### AIM
Reproduce every line of the records below character for character, omitting the pictures.

### DATA EXCERPTS
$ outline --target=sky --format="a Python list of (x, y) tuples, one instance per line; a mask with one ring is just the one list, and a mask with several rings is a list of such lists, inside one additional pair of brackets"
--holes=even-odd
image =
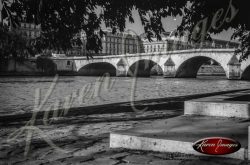
[[(130, 23), (127, 19), (126, 30), (131, 29), (138, 35), (144, 33), (144, 29), (143, 29), (143, 26), (141, 24), (139, 14), (135, 10), (133, 11), (133, 18), (134, 18), (134, 22), (135, 22), (133, 24)], [(173, 31), (177, 28), (178, 25), (180, 25), (181, 17), (180, 16), (177, 16), (175, 18), (174, 17), (167, 17), (167, 18), (162, 19), (162, 22), (163, 22), (163, 27), (164, 27), (165, 31)], [(212, 38), (222, 39), (222, 40), (230, 40), (230, 37), (232, 34), (233, 34), (233, 29), (229, 29), (227, 31), (221, 32), (218, 35), (212, 35)]]

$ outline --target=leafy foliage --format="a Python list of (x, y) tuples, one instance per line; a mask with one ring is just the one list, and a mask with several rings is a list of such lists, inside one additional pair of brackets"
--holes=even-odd
[(113, 32), (124, 31), (126, 19), (134, 22), (133, 10), (138, 11), (149, 40), (161, 39), (162, 18), (180, 15), (183, 19), (178, 30), (189, 31), (190, 40), (195, 42), (209, 39), (210, 34), (236, 29), (232, 37), (242, 43), (237, 52), (242, 53), (241, 59), (249, 56), (250, 19), (244, 0), (13, 0), (8, 10), (3, 10), (3, 16), (11, 13), (41, 24), (42, 35), (37, 42), (41, 48), (70, 49), (72, 38), (83, 30), (87, 49), (98, 52), (102, 49), (101, 23)]
[(8, 27), (0, 24), (0, 60), (14, 58), (16, 61), (22, 61), (30, 54), (34, 54), (33, 42), (27, 42), (16, 31), (9, 31)]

### REPLY TO THE EXERCISE
$ outline --target=sky --format="a Python list of (x, y) tuples, one instance per line; a mask with one ring is just the one list, and a mask with several rings is a list of such lists, inside one additional pair of brackets"
--holes=even-odd
image =
[[(130, 23), (127, 19), (126, 30), (131, 29), (138, 35), (144, 33), (144, 29), (143, 29), (143, 26), (141, 24), (139, 14), (135, 10), (133, 11), (133, 18), (134, 18), (134, 22), (135, 22), (133, 24)], [(173, 31), (177, 28), (178, 25), (180, 25), (181, 17), (180, 16), (177, 16), (175, 18), (174, 17), (167, 17), (167, 18), (162, 19), (162, 22), (163, 22), (163, 27), (164, 27), (165, 31)], [(212, 38), (222, 39), (222, 40), (230, 40), (230, 37), (232, 34), (233, 34), (233, 29), (229, 29), (227, 31), (221, 32), (218, 35), (212, 35)]]

$ outline --target=leafy foliage --format="a Python list of (x, y) tuples, one instance per line; a mask with one ring is just the one list, and a mask with several rings is a list of such lists, inside one additional pair of brackets"
--holes=even-odd
[(113, 32), (124, 31), (126, 19), (134, 22), (133, 10), (138, 11), (149, 40), (161, 39), (162, 18), (180, 15), (183, 19), (178, 30), (189, 31), (190, 40), (195, 42), (209, 39), (210, 34), (236, 29), (232, 37), (242, 43), (237, 52), (242, 53), (241, 59), (249, 56), (250, 19), (244, 0), (13, 0), (8, 10), (3, 10), (3, 16), (11, 13), (41, 24), (42, 35), (37, 42), (41, 48), (70, 49), (72, 38), (83, 30), (87, 49), (98, 52), (102, 49), (101, 23)]
[(8, 27), (0, 24), (0, 60), (14, 58), (16, 61), (22, 61), (30, 54), (34, 54), (33, 42), (27, 42), (16, 31), (9, 31)]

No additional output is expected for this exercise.